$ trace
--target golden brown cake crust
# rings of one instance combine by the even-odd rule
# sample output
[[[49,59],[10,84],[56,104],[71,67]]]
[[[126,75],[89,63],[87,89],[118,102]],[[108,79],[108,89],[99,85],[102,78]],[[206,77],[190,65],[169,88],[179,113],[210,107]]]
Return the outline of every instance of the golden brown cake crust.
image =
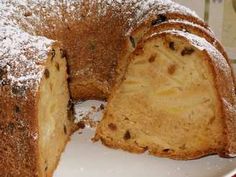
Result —
[[[190,39],[192,36],[187,36],[187,33],[184,32],[178,32],[178,31],[164,31],[159,34],[154,34],[153,36],[149,37],[143,43],[140,43],[139,46],[137,47],[136,51],[134,51],[133,55],[142,53],[143,50],[143,44],[145,44],[148,41],[152,41],[155,39],[166,39],[169,35],[174,35],[176,38],[187,41],[190,43],[194,43],[195,46],[198,46],[201,44],[200,41],[194,41],[194,39]],[[187,37],[186,37],[187,36]],[[208,44],[210,45],[210,44]],[[196,151],[192,152],[191,154],[166,154],[166,153],[160,153],[160,152],[149,152],[153,155],[156,156],[163,156],[163,157],[170,157],[173,159],[196,159],[200,158],[202,156],[210,155],[210,154],[219,154],[221,156],[227,157],[230,155],[235,154],[235,137],[236,137],[236,99],[235,99],[235,87],[233,83],[233,77],[231,73],[231,68],[226,62],[225,58],[217,52],[212,46],[209,46],[209,48],[212,48],[213,50],[209,52],[209,49],[206,46],[201,46],[202,47],[202,56],[207,62],[209,63],[209,66],[211,67],[212,73],[214,75],[215,79],[215,88],[217,89],[218,92],[218,97],[221,102],[221,112],[223,113],[223,120],[224,120],[224,127],[225,127],[225,137],[224,142],[222,142],[222,145],[224,148],[221,149],[208,149],[204,151]],[[131,56],[132,57],[132,56]],[[119,87],[119,82],[116,87]],[[114,88],[111,97],[108,100],[108,108],[106,110],[106,114],[104,116],[104,119],[108,119],[109,116],[107,116],[107,111],[109,110],[109,102],[112,100],[112,97],[115,94],[117,88]],[[101,125],[100,125],[101,126]],[[101,140],[103,144],[106,146],[112,147],[112,148],[121,148],[123,150],[127,150],[130,152],[134,153],[142,153],[148,149],[145,147],[142,148],[140,146],[129,146],[128,144],[125,143],[119,143],[119,142],[114,142],[112,140],[112,137],[108,137],[106,135],[103,135],[101,127],[98,127],[95,140]]]

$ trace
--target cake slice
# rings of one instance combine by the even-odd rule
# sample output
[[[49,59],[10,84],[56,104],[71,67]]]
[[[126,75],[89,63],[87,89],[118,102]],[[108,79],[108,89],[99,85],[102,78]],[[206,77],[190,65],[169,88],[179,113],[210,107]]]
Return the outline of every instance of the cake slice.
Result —
[[[130,152],[195,159],[236,153],[235,88],[205,39],[170,30],[139,44],[95,140]]]
[[[50,177],[74,130],[58,43],[1,27],[0,176]]]

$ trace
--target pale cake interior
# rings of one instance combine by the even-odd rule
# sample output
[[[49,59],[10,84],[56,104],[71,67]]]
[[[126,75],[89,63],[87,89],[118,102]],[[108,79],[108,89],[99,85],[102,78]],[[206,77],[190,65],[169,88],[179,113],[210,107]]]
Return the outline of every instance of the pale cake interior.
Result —
[[[176,159],[217,152],[224,123],[214,83],[202,51],[174,36],[150,40],[131,59],[96,137]]]
[[[54,52],[55,51],[55,52]],[[51,176],[71,134],[71,121],[67,105],[66,59],[55,48],[49,56],[40,85],[38,104],[40,172],[42,177]]]

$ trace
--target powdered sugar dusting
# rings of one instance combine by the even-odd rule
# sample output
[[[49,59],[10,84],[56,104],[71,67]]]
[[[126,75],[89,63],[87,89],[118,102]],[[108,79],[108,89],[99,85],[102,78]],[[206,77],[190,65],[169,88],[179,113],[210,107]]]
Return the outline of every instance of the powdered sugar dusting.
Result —
[[[0,27],[1,85],[37,90],[53,41],[32,36],[13,26]]]
[[[191,25],[193,27],[197,27],[197,28],[200,28],[201,30],[203,31],[206,31],[209,35],[213,36],[214,35],[214,31],[212,31],[212,29],[210,27],[208,27],[207,29],[202,27],[201,25],[198,25],[196,23],[193,23],[193,22],[190,22],[190,21],[187,21],[187,20],[181,20],[181,19],[171,19],[171,20],[168,20],[166,22],[163,22],[164,23],[183,23],[183,24],[186,24],[186,25]],[[210,32],[210,33],[209,33]],[[212,33],[212,34],[211,34]]]

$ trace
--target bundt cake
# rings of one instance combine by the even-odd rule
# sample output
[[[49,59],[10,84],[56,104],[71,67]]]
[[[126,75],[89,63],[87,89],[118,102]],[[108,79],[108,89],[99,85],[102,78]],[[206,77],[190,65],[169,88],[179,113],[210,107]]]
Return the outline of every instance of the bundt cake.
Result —
[[[0,176],[52,176],[78,129],[72,102],[87,99],[108,99],[95,139],[110,147],[177,159],[236,154],[230,61],[190,9],[0,0],[0,17]]]
[[[61,46],[0,27],[0,176],[51,176],[74,130]]]
[[[236,152],[231,68],[205,39],[153,33],[117,83],[95,137],[105,145],[174,159]]]

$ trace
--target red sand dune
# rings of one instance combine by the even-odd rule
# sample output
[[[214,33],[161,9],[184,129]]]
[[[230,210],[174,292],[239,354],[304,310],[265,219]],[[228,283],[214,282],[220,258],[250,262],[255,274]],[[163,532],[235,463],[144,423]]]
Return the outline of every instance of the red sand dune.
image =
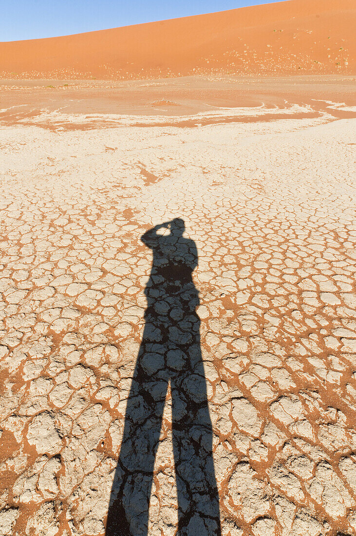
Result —
[[[130,79],[356,72],[354,0],[292,0],[0,43],[4,78]]]

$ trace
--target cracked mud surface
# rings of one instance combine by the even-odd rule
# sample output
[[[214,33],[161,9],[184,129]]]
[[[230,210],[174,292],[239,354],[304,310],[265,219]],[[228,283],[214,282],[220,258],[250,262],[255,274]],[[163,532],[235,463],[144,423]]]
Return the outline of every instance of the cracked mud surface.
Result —
[[[141,392],[147,375],[165,386],[149,512],[137,479],[131,530],[148,516],[149,534],[173,536],[180,493],[180,533],[217,533],[196,496],[184,506],[173,461],[175,399],[204,406],[206,389],[210,439],[195,434],[179,471],[188,481],[194,456],[212,457],[224,536],[356,534],[353,120],[1,135],[0,534],[105,533],[119,456],[130,484],[143,452],[141,432],[120,451],[125,415],[141,418],[127,404],[140,346],[168,344],[154,322],[145,334],[140,237],[180,218],[198,256],[181,332],[200,338],[200,364],[175,399],[183,343],[170,364],[157,347],[141,363]],[[175,309],[178,330],[180,307],[158,303],[155,322]]]

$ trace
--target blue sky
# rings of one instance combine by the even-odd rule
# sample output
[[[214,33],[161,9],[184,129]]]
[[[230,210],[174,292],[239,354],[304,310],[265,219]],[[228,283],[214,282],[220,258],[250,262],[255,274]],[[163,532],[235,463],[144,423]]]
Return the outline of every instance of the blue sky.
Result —
[[[268,0],[2,0],[0,41],[66,35],[268,3]]]

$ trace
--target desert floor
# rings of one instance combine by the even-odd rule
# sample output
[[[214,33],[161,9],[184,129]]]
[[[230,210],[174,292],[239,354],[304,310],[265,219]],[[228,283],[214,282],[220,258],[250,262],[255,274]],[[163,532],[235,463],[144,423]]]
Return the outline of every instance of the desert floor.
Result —
[[[0,534],[356,534],[353,83],[2,82]]]

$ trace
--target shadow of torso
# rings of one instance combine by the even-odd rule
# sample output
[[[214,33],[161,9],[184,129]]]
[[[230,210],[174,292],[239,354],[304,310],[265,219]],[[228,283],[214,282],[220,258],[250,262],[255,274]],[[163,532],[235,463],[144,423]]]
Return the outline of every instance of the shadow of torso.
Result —
[[[221,534],[196,312],[199,300],[192,278],[198,265],[196,247],[179,229],[157,234],[161,227],[141,237],[153,250],[152,268],[145,291],[145,325],[127,400],[107,536],[147,536],[154,465],[169,382],[178,502],[176,534]]]

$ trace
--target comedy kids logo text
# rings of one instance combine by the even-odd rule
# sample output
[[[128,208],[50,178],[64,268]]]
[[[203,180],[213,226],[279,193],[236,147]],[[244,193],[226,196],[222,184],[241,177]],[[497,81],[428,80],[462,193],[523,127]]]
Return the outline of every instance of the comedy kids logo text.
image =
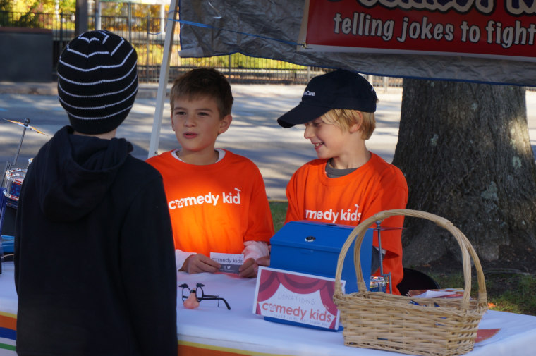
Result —
[[[191,207],[194,205],[200,205],[203,204],[210,204],[213,206],[218,204],[219,202],[221,204],[240,204],[240,189],[235,187],[235,192],[222,192],[221,194],[214,195],[212,192],[209,192],[205,195],[200,195],[193,197],[185,197],[181,198],[170,200],[168,202],[168,207],[173,210],[175,209],[181,209],[187,207]],[[220,198],[221,198],[220,200]]]

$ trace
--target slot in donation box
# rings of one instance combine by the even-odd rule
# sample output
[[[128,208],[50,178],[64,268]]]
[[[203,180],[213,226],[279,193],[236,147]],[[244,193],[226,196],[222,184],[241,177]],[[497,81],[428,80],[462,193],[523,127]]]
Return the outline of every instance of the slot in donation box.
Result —
[[[343,245],[353,226],[315,221],[289,221],[270,239],[270,267],[335,278]],[[363,280],[369,288],[372,254],[373,228],[369,228],[361,244]],[[346,293],[358,291],[353,242],[344,259],[341,278],[346,281]]]

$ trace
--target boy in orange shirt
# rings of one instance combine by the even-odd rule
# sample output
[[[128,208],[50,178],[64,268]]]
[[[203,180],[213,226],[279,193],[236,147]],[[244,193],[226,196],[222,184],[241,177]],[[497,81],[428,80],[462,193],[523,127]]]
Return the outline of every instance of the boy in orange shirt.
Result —
[[[286,187],[286,222],[310,220],[357,226],[379,211],[403,209],[408,185],[402,172],[367,149],[376,123],[377,97],[361,75],[337,70],[312,78],[302,101],[280,117],[284,128],[305,124],[318,159],[302,166]],[[402,227],[403,216],[382,227]],[[384,273],[391,272],[393,293],[402,280],[401,230],[382,232]],[[374,246],[378,246],[374,235]],[[374,253],[375,252],[375,253]],[[372,256],[378,257],[378,250]],[[372,271],[379,274],[379,257]],[[389,290],[389,289],[388,289]]]
[[[164,180],[173,226],[177,269],[216,272],[210,252],[243,254],[241,277],[257,275],[256,260],[269,255],[274,235],[260,171],[245,157],[214,149],[232,121],[231,86],[214,69],[198,68],[175,80],[171,127],[181,148],[147,161]]]

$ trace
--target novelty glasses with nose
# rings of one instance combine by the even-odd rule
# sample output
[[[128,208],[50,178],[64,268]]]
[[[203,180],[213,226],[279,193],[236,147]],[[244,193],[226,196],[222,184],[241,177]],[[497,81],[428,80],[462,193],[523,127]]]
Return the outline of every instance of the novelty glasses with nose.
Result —
[[[202,283],[197,283],[195,285],[195,289],[190,289],[190,287],[188,287],[188,285],[186,283],[183,283],[180,285],[179,287],[183,288],[183,302],[186,300],[188,297],[190,297],[190,294],[195,293],[195,297],[197,298],[197,302],[201,302],[201,300],[217,300],[218,307],[219,307],[219,301],[222,300],[225,303],[225,306],[227,307],[227,310],[231,310],[229,303],[228,303],[224,298],[220,297],[219,295],[205,294],[205,291],[203,290],[205,285]]]

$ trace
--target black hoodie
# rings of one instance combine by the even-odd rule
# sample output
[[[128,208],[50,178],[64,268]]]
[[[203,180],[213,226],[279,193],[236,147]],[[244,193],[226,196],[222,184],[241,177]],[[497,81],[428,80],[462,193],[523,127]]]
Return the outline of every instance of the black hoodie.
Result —
[[[131,150],[66,126],[28,168],[15,238],[19,355],[177,355],[162,178]]]

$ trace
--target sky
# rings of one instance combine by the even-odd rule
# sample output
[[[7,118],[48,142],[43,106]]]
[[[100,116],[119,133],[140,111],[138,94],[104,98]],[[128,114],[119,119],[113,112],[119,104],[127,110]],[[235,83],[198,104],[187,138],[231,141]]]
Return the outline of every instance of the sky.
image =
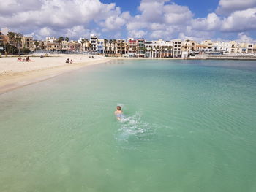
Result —
[[[145,38],[256,43],[256,0],[7,0],[0,28],[71,39]]]

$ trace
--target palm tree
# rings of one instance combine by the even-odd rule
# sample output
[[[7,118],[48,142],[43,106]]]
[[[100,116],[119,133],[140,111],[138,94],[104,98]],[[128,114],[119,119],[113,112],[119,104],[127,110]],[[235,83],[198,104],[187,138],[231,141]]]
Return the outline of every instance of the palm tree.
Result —
[[[58,38],[58,42],[59,42],[59,47],[60,47],[61,50],[62,50],[62,42],[63,41],[64,41],[63,37],[61,36]]]
[[[66,45],[67,45],[67,42],[69,41],[69,37],[65,37],[65,41],[66,41]]]
[[[83,52],[83,44],[86,42],[86,40],[84,39],[82,39],[81,44],[82,44],[82,51]]]
[[[10,44],[12,45],[12,53],[13,55],[13,42],[15,38],[15,33],[13,32],[8,32],[8,37],[9,37],[9,41]]]
[[[108,40],[107,39],[104,39],[104,45],[105,45],[105,55],[106,55],[106,53],[107,53],[107,43],[108,43]]]

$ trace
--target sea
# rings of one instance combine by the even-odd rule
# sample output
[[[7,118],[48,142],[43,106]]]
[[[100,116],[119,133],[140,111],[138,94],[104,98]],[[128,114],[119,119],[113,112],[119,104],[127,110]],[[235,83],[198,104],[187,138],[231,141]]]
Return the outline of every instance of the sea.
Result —
[[[114,60],[0,95],[0,191],[256,191],[256,62]]]

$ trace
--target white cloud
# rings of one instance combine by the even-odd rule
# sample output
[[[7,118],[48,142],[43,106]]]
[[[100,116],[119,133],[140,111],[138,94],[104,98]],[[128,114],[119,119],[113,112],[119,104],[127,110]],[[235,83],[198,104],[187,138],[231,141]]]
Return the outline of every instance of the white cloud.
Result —
[[[256,30],[256,7],[236,11],[224,18],[222,31],[227,32],[244,32]]]
[[[129,36],[135,38],[142,38],[146,35],[147,32],[143,30],[129,31]]]
[[[255,40],[246,35],[245,33],[239,33],[238,38],[238,39],[236,40],[238,42],[256,43]]]
[[[113,24],[120,28],[129,18],[129,14],[122,14],[115,4],[103,4],[99,0],[1,1],[0,10],[2,26],[26,34],[39,31],[40,36],[42,32],[48,36],[55,31],[62,33],[59,35],[74,35],[72,31],[77,26],[89,26],[91,21],[105,21],[108,29],[111,29],[114,21]]]
[[[207,18],[192,20],[192,26],[198,31],[218,30],[222,25],[221,19],[215,14],[210,13]]]
[[[235,11],[244,10],[256,7],[255,0],[220,0],[217,12],[228,15]]]
[[[256,0],[219,0],[215,12],[195,18],[187,6],[171,0],[141,0],[137,15],[101,0],[0,1],[0,27],[34,35],[111,38],[211,38],[256,30]],[[125,34],[124,34],[124,31]]]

________________________

[Task requirements] How many lines of the data above contain the string "shadow"? Reply with the number alone.

[Solution] 2